## The task
Write out the listing beneath this instruction in its entirety, exactly as it reads.

--- start of Dataset entries ---

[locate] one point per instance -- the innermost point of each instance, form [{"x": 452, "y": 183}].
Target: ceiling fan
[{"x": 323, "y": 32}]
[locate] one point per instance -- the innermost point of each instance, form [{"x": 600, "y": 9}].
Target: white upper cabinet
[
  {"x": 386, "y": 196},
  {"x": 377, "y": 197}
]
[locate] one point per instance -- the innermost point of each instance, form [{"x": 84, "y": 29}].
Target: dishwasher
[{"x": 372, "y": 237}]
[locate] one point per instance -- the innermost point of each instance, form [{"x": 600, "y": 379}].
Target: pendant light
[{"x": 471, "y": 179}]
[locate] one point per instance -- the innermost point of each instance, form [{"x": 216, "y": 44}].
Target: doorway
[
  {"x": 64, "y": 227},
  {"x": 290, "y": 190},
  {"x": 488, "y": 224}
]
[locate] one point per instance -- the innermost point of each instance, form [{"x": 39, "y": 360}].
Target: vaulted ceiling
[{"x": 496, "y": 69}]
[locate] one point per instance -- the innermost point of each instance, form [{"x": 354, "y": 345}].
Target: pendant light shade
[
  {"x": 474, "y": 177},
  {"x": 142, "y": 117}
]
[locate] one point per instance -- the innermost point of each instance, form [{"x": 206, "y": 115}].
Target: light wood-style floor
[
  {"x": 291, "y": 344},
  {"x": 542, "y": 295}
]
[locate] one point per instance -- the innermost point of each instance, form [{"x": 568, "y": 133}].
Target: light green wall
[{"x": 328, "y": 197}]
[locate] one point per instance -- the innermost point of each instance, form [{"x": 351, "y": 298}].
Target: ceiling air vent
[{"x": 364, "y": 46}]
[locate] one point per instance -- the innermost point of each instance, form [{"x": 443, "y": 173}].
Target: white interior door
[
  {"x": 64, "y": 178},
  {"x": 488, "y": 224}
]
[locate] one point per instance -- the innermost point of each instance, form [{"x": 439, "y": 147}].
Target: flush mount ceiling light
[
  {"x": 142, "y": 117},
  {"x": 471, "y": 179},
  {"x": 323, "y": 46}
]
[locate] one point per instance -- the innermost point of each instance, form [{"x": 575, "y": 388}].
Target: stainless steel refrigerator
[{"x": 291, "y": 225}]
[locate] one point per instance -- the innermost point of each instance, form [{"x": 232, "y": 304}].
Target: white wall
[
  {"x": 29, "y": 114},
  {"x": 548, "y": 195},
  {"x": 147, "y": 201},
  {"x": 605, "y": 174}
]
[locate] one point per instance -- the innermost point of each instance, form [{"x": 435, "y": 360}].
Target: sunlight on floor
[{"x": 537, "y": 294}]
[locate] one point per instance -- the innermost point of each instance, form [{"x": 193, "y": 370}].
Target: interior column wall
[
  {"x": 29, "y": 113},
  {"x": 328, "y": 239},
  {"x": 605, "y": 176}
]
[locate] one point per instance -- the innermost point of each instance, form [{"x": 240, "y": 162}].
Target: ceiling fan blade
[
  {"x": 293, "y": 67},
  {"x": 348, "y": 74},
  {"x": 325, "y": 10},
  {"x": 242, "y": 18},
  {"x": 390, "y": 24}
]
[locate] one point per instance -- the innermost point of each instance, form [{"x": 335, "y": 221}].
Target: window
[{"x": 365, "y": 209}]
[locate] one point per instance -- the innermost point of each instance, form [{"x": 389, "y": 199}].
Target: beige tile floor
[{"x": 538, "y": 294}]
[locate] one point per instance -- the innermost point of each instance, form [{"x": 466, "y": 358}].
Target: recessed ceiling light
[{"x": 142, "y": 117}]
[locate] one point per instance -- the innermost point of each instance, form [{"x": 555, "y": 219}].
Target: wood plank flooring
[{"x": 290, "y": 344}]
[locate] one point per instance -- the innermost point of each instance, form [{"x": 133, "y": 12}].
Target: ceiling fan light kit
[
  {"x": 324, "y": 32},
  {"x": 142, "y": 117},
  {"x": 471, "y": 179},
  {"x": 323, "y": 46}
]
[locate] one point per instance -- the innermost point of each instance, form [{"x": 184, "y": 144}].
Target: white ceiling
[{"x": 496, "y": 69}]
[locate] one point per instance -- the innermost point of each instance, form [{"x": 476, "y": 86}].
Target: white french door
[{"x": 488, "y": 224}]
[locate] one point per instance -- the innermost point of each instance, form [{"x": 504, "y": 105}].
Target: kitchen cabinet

--- end of Dataset entries ---

## Complete answer
[locate] one point per instance -- the innermost point of each instance, form [{"x": 452, "y": 183}].
Target: ceiling fan
[{"x": 323, "y": 32}]
[locate] one point per instance -- the innermost point of each instance, form [{"x": 600, "y": 9}].
Target: white upper cabinet
[
  {"x": 386, "y": 196},
  {"x": 377, "y": 197}
]
[locate] one point per instance -- the innermost point of each instance, form [{"x": 84, "y": 29}].
Target: dishwasher
[{"x": 372, "y": 237}]
[locate] one point per instance -- the innermost point of each instance, form [{"x": 600, "y": 379}].
Target: pendant light
[{"x": 471, "y": 179}]
[locate] one point per instance -- the innermost point of each instance, form [{"x": 216, "y": 44}].
Target: doorway
[
  {"x": 64, "y": 227},
  {"x": 290, "y": 190},
  {"x": 488, "y": 224}
]
[locate] one point per instance -- the innermost point of each instance, form [{"x": 39, "y": 360}].
Target: vaulted ceiling
[{"x": 496, "y": 69}]
[locate] one point per instance -- the innermost point of each instance, form [{"x": 354, "y": 345}].
Target: pendant light shade
[
  {"x": 474, "y": 177},
  {"x": 142, "y": 117}
]
[locate] one point per instance -- the innermost point of each instance, form [{"x": 206, "y": 115}].
Target: light wood-style floor
[
  {"x": 291, "y": 344},
  {"x": 542, "y": 295}
]
[locate] one point per instance -- the innermost point of each instance, form [{"x": 568, "y": 133}].
Target: light green wall
[{"x": 328, "y": 197}]
[locate] one point per instance -- the innermost point of each instance, form [{"x": 351, "y": 298}].
Target: ceiling air vent
[{"x": 364, "y": 46}]
[locate] one point per instance -- the innermost point of each instance, form [{"x": 443, "y": 173}].
Target: white interior door
[
  {"x": 64, "y": 178},
  {"x": 488, "y": 224}
]
[locate] one point per instance -- the innermost point of each instance, form [{"x": 439, "y": 147}].
Target: flush mount ceiling light
[
  {"x": 142, "y": 117},
  {"x": 471, "y": 179},
  {"x": 323, "y": 46}
]
[locate] one point per instance -- the innermost point of each instance, form [{"x": 575, "y": 388}].
Target: stainless steel refrigerator
[{"x": 291, "y": 225}]
[locate] one point per instance -- the innermost point of each instance, form [{"x": 232, "y": 304}].
Target: white wall
[
  {"x": 29, "y": 114},
  {"x": 548, "y": 195},
  {"x": 147, "y": 201},
  {"x": 605, "y": 174}
]
[locate] one point per instance -- the innermost point of each instance, form [{"x": 435, "y": 360}].
Target: sunlight on floor
[{"x": 537, "y": 294}]
[locate] one point per instance -- the innermost point of each instance, form [{"x": 193, "y": 370}].
Target: interior column wall
[
  {"x": 29, "y": 113},
  {"x": 328, "y": 239},
  {"x": 605, "y": 176}
]
[locate] one point per instance -- the innermost point of each instance, form [{"x": 240, "y": 162}].
Target: ceiling fan blade
[
  {"x": 293, "y": 67},
  {"x": 348, "y": 74},
  {"x": 325, "y": 10},
  {"x": 242, "y": 18},
  {"x": 390, "y": 24}
]
[locate] one point per instance -- the innermost point of each instance, form [{"x": 335, "y": 221}].
Target: window
[{"x": 365, "y": 209}]
[locate] one point per instance -- the innermost point of each instance, form [{"x": 389, "y": 199}].
Target: beige tile floor
[{"x": 538, "y": 294}]
[locate] one point per instance -- the innermost point of each instance, form [{"x": 466, "y": 358}].
Target: recessed ceiling light
[{"x": 142, "y": 117}]
[locate] one point per instance -- the innermost point of each instance, form [{"x": 555, "y": 219}].
Target: wood plank flooring
[{"x": 290, "y": 344}]
[locate] one point per instance -- the innermost point of each instance, form [{"x": 133, "y": 12}].
Target: ceiling fan light kit
[
  {"x": 324, "y": 32},
  {"x": 142, "y": 117},
  {"x": 471, "y": 179},
  {"x": 323, "y": 46}
]
[locate] one point per instance -- the innermost point of each instance, form [{"x": 184, "y": 144}].
Target: white ceiling
[{"x": 496, "y": 69}]
[locate] one point per instance -- the innermost point of each instance, form [{"x": 476, "y": 86}].
Target: white french door
[{"x": 488, "y": 224}]
[locate] one point per instance -- the innermost point of each instance, form [{"x": 504, "y": 105}].
Target: kitchen cabinet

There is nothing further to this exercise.